──────── EXCERPT TO READ

Let $n$ be a natural number, $P_n(x)$ be a polynomial with rational coefficients, and $\deg P_n(x) = n$. Let $P_0(x)$ be a constant polynomial that is not equal to zero. We define the sequence ${P_n(x)}_{n \geq 0}$ as an Appell sequence if the following relation holds:

P_n'(x) = nP_{n-1}(x) \quad \text{for all } n \in \mathbb{N}.

In the literature, we can also find the following definition:
\begin{df}\textit{
A sequence $\{P_n(x) \}_{n \ge 0}$ is called an Appell sequence (and $P_n(x)$ is called the $n$-th Appell polynomial) if

A(t)e^{xt}=\sum_{n=0}^\infty \frac{P_n(x)}{n!}t^n, \ A(0) \neq 0,

where $A(t)=\sum_{n=0}^\infty \frac{\mathcal{P}_n}{n!}t^n$ is the generating function with $\mathcal{P}_n=P_n(0)$. }I would like to show implication 1 definition to 2 definition.

────────────────
──────── DATA LINES

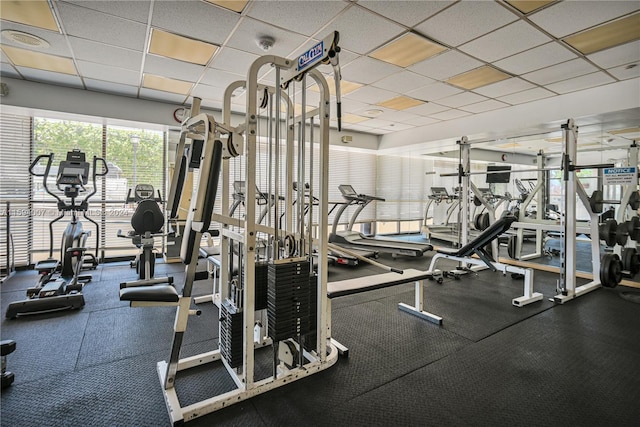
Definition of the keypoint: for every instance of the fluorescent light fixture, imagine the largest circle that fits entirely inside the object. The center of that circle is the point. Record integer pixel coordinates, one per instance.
(407, 50)
(528, 6)
(607, 35)
(36, 13)
(477, 78)
(624, 131)
(353, 118)
(345, 86)
(234, 5)
(41, 61)
(400, 103)
(165, 84)
(180, 48)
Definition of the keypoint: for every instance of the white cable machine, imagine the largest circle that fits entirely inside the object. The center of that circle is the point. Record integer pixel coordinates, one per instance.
(303, 325)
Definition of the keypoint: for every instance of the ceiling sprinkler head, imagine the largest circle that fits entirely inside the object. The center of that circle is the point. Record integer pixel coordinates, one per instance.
(265, 43)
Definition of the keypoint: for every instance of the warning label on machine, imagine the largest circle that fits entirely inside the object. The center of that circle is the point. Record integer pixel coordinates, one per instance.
(620, 176)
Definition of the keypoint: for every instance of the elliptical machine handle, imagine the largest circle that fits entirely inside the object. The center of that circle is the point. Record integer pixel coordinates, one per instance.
(37, 160)
(104, 166)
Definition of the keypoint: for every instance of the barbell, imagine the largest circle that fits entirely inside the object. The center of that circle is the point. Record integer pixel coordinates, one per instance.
(597, 202)
(613, 233)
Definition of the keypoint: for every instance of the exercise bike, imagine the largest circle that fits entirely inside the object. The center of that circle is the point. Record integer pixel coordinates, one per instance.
(60, 284)
(147, 222)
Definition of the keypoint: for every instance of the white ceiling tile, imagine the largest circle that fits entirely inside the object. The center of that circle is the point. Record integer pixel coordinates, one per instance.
(58, 44)
(57, 79)
(304, 17)
(450, 114)
(509, 40)
(107, 73)
(356, 127)
(504, 87)
(98, 26)
(465, 21)
(196, 19)
(351, 105)
(110, 87)
(536, 58)
(172, 68)
(7, 70)
(566, 70)
(246, 35)
(208, 92)
(624, 73)
(362, 31)
(396, 127)
(159, 95)
(91, 51)
(398, 116)
(368, 70)
(220, 78)
(526, 96)
(407, 13)
(137, 10)
(434, 91)
(464, 98)
(370, 94)
(422, 121)
(619, 55)
(426, 109)
(233, 60)
(580, 83)
(481, 107)
(568, 17)
(403, 82)
(445, 65)
(377, 123)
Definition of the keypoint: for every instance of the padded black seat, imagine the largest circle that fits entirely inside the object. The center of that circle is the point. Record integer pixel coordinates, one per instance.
(147, 217)
(154, 293)
(477, 245)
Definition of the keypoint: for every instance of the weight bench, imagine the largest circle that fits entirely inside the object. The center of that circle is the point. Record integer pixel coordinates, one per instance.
(363, 284)
(476, 247)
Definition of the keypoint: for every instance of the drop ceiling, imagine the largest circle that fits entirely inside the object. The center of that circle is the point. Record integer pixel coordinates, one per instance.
(482, 55)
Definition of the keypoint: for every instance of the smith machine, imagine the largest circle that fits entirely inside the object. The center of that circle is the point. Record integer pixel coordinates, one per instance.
(277, 301)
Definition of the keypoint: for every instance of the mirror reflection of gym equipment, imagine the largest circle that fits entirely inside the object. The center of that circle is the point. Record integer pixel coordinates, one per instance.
(321, 213)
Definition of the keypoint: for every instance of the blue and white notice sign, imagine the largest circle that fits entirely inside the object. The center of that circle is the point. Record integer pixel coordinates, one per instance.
(311, 56)
(620, 176)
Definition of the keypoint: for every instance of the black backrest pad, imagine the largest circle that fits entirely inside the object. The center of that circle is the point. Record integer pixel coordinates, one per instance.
(488, 235)
(188, 242)
(182, 173)
(147, 217)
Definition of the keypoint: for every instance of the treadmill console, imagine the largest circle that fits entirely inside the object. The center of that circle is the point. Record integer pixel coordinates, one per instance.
(439, 193)
(143, 192)
(74, 170)
(348, 192)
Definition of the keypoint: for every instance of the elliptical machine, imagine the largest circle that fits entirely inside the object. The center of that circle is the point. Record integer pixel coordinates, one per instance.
(60, 284)
(147, 222)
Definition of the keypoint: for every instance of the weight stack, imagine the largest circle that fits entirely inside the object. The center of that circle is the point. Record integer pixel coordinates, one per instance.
(311, 337)
(231, 334)
(261, 284)
(288, 300)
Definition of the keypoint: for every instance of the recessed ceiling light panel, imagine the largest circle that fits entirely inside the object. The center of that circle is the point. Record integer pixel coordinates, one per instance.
(25, 39)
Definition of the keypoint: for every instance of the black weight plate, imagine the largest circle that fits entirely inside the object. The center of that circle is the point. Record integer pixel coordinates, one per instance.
(634, 228)
(484, 221)
(634, 201)
(511, 247)
(596, 201)
(622, 234)
(607, 275)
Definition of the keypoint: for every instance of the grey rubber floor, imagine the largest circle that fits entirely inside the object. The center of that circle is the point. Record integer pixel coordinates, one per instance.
(490, 363)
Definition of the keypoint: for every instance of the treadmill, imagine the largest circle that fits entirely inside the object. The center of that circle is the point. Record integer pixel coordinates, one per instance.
(353, 239)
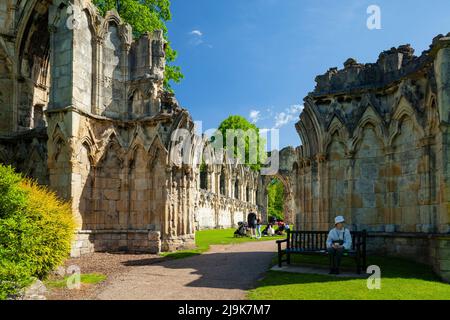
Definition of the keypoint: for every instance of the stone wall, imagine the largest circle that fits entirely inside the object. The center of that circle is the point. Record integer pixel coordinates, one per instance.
(375, 150)
(83, 110)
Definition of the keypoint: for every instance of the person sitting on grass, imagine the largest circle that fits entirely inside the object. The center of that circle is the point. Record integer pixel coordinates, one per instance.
(281, 227)
(339, 239)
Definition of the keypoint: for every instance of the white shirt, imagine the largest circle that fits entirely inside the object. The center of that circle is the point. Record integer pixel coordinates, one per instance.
(336, 235)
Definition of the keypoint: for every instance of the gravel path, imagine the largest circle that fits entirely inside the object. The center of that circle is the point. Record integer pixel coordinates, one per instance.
(223, 273)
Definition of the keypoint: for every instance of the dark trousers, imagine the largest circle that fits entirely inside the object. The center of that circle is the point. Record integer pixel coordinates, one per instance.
(335, 257)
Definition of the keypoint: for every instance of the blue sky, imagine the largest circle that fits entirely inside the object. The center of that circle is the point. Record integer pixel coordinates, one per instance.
(260, 57)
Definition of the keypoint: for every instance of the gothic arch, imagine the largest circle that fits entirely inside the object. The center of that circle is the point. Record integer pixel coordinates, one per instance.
(403, 110)
(369, 118)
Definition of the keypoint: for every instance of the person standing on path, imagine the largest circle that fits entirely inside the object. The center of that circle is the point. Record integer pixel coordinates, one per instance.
(251, 220)
(258, 229)
(339, 239)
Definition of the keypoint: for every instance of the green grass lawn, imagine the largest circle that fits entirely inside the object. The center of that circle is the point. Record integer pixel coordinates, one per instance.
(204, 239)
(400, 280)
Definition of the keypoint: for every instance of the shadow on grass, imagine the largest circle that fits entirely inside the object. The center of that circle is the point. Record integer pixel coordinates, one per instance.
(391, 267)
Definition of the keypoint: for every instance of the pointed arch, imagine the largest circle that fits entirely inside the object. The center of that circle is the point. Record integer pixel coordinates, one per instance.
(403, 111)
(369, 118)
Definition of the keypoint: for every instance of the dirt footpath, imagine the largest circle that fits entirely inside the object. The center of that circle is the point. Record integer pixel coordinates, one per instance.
(223, 273)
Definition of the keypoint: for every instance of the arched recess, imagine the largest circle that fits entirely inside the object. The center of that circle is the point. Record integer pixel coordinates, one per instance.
(409, 176)
(108, 188)
(337, 178)
(33, 62)
(288, 197)
(116, 36)
(86, 172)
(368, 192)
(157, 162)
(139, 216)
(310, 130)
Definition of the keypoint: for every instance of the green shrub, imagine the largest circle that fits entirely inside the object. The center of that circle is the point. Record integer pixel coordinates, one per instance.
(36, 231)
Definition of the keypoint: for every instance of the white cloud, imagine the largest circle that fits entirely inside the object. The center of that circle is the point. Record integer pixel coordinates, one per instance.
(196, 33)
(288, 115)
(255, 116)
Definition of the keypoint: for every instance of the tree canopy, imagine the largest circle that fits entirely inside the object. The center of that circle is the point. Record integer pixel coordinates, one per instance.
(248, 133)
(147, 16)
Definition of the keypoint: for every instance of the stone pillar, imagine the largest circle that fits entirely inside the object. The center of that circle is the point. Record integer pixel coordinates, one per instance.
(442, 71)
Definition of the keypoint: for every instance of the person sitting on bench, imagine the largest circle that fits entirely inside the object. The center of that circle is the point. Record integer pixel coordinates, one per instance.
(339, 239)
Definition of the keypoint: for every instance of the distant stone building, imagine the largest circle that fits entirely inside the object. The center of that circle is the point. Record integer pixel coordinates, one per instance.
(83, 110)
(376, 148)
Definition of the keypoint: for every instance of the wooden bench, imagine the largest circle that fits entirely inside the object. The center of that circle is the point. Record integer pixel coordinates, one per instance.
(315, 243)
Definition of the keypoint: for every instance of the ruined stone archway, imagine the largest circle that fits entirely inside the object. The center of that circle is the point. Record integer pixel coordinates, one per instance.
(288, 197)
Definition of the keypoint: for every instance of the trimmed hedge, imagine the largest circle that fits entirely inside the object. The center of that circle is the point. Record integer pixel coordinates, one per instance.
(36, 231)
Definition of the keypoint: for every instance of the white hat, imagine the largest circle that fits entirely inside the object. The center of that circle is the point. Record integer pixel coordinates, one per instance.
(339, 219)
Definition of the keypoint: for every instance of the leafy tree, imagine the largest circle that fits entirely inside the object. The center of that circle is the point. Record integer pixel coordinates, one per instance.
(244, 130)
(147, 16)
(275, 193)
(36, 231)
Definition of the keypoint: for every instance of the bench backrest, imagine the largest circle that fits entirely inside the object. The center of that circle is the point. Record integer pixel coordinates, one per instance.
(317, 240)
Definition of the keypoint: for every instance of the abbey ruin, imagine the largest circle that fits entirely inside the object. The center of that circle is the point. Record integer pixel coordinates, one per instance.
(83, 110)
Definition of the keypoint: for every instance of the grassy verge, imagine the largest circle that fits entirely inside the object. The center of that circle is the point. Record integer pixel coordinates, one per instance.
(86, 279)
(400, 280)
(204, 239)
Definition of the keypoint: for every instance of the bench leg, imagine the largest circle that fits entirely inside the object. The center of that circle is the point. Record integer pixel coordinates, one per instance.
(280, 258)
(358, 264)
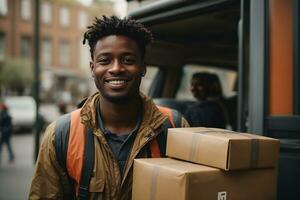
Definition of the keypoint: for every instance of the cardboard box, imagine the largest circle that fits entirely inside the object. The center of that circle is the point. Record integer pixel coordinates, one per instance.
(170, 179)
(222, 148)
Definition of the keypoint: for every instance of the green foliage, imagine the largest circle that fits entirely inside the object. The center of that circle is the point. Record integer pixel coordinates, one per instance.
(16, 74)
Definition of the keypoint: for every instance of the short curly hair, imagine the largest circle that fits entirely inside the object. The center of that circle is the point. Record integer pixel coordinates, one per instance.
(116, 26)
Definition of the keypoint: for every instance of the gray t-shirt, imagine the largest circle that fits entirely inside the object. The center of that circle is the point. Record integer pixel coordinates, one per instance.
(120, 144)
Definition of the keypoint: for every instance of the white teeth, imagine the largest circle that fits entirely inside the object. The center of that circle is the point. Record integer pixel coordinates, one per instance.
(116, 82)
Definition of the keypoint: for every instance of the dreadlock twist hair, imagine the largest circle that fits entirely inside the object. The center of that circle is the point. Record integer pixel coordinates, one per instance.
(115, 26)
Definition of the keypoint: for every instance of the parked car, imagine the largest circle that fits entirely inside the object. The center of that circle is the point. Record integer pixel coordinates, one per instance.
(22, 110)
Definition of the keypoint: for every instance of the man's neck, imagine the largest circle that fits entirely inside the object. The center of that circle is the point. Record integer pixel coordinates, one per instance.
(122, 117)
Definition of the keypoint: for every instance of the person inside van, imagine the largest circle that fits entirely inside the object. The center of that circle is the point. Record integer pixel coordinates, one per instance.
(207, 112)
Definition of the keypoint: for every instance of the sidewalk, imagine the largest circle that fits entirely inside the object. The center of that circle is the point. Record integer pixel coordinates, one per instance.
(15, 178)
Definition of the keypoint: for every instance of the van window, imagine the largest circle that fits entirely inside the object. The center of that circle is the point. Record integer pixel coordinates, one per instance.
(148, 79)
(227, 79)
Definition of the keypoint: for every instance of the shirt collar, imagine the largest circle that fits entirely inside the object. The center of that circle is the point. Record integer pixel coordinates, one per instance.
(106, 131)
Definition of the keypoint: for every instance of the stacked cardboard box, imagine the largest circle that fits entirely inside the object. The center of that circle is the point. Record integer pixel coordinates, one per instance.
(215, 164)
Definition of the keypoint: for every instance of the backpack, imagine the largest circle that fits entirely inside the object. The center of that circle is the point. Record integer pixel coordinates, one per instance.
(74, 146)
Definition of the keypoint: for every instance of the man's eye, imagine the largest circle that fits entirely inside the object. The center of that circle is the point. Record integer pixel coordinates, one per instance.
(103, 61)
(128, 61)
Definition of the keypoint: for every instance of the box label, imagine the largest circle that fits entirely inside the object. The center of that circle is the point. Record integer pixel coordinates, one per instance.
(222, 195)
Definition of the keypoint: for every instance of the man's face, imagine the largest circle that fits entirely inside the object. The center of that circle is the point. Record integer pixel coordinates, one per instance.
(117, 68)
(198, 89)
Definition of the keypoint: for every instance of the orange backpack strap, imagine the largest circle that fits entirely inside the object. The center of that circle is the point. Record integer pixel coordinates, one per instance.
(158, 144)
(74, 145)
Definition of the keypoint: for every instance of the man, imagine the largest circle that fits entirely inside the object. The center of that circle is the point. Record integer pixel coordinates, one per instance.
(6, 129)
(123, 120)
(207, 112)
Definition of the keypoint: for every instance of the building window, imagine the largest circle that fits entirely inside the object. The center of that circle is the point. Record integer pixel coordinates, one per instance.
(25, 9)
(46, 12)
(82, 20)
(25, 46)
(2, 46)
(3, 7)
(64, 16)
(64, 53)
(46, 52)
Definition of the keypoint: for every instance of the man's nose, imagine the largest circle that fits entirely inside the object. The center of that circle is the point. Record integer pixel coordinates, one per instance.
(117, 67)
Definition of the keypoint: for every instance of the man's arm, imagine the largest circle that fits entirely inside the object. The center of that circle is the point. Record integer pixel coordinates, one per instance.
(48, 179)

────────────────

* [TASK REQUIREMENTS]
Pick up the passage on Appell sequences after its final sentence and keep it going. The records are separate material and have no connection to the passage on Appell sequences.

* [REPLY TO THE TASK]
Defining the generating function $$h(x) = \sum_{n=0}^{\infty} \frac{P_n(x)}{n!}t^n$$ differentiating with respect to $x$ and using the first definition, we obtain a linear first-order differential equation $$h'(x)=\sum_{n=0}^\infty \frac{P_{n}'(x)}{n!}t^n = \sum_{n=1}^\infty \frac{nP_{n-1}(x)}{n!}t^n = \sum_{n=1}^\infty \frac{P_{n-1}(x)}{(n-1)!}t^n.$$

I don't know how to show that $A(t)e^{xt}$ is a solution.

You have $$h(x,t) = \sum_{n=0}^\infty \frac{P_n(x)}{n!}t^n$$ and you wnat to show show that $h(x,t) = A(t)e^{xt}$ for a specific $A(t)$.

You found after applying the recurrence relation that $$\frac{\partial h}{\partial x} = \sum_{n=1}^\infty \frac{P_{n-1}(x)}{(n-1)!}t^n.$$ But the right hand side is equal to $th(x,t)$ (set $m = n-1$) so that $$\frac{\partial h}{\partial x} = th$$ is the PDE you need to solve for $h$.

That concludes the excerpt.